[Selected text]
--- START ---

2. Centralised Configuration

All configuration lives in one place and is loaded from environment variables with sensible defaults:

# config.py
from pydantic_settings import BaseSettings

class Settings(BaseSettings):
    # API
    api_host: str = "0.0.0.0"
    api_port: int = 8000
    
    # AI
    anthropic_api_key: str
    default_model: str = "claude-sonnet-4-20250514"
    max_retries: int = 3
    
    # Database
    database_url: str
    
    # Features
    enable_caching: bool = True
    log_level: str = "INFO"
    
    class Config:
        env_file = ".env"

settings = Settings()

3. Prompt Version Management

Prompts are treated as versioned artefacts, not inline strings:

# prompts/versions.py
PROMPT_REGISTRY = {
    "document_analysis": {
        "v1": "Analyse this document...",
        "v2": "You are a document analyst. Analyse...",  
        "v3": "You are a precise document analyst..."  # current
    }
}

CURRENT_VERSIONS = {
    "document_analysis": "v3"

--- END ---

[Supplied material]
--- START ---

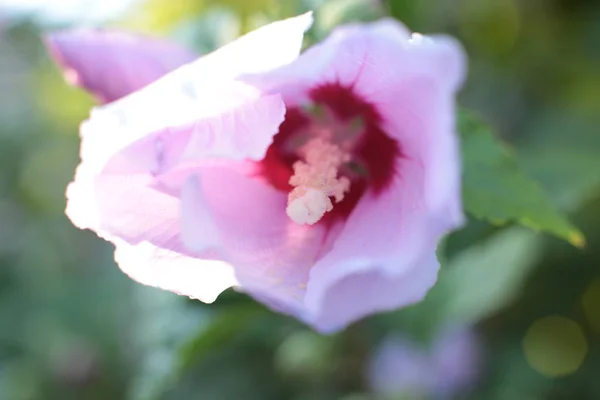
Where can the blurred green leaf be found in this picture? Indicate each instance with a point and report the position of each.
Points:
(495, 189)
(561, 152)
(483, 279)
(476, 283)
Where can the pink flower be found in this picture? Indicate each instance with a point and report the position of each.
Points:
(319, 184)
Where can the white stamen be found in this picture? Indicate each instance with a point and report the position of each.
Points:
(315, 180)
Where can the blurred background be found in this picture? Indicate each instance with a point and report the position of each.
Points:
(515, 315)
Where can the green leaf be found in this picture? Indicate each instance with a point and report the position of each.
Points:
(476, 283)
(495, 189)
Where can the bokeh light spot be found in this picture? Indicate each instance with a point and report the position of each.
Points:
(555, 346)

--- END ---

[The problem]
Please carry on the write-up about centralized configuration and prompt version management from the point where it stops.

[Result for this task]
}

This lets me roll back to previous prompt versions if a new one performs worse, without redeploying code.

4. AI Client Abstraction

I wrap the LLM client in a service layer that handles retries, logging, and cost tracking:

# services/ai_client.py
class AIClient:
    def __init__(self, settings: Settings):
        self.client = anthropic.AsyncAnthropic(api_key=settings.anthropic_api_key)
        self.default_model = settings.default_model
    
    async def complete(self, prompt: str, model: str = None, **kwargs) -> str:
        model = model or self.default_model
        start = time.time()
        
        for attempt in range(settings.max_retries):
            try:
                response = await self.client.messages.create(
                    model=model,
                    messages=[{"role": "user", "content": prompt}],
                    **kwargs
                )
                duration = time.time() - start
                self._log_usage(model, response.usage, duration)
                return response.content[0].text
            except anthropic.RateLimitError:
                await asyncio.sleep(2 ** attempt)
        
        raise AIClientError("Max retries exceeded")

Testing AI Applications

Testing AI systems requires a different approach than testing deterministic code. I use three levels of testing:

Unit Tests (Mocked AI)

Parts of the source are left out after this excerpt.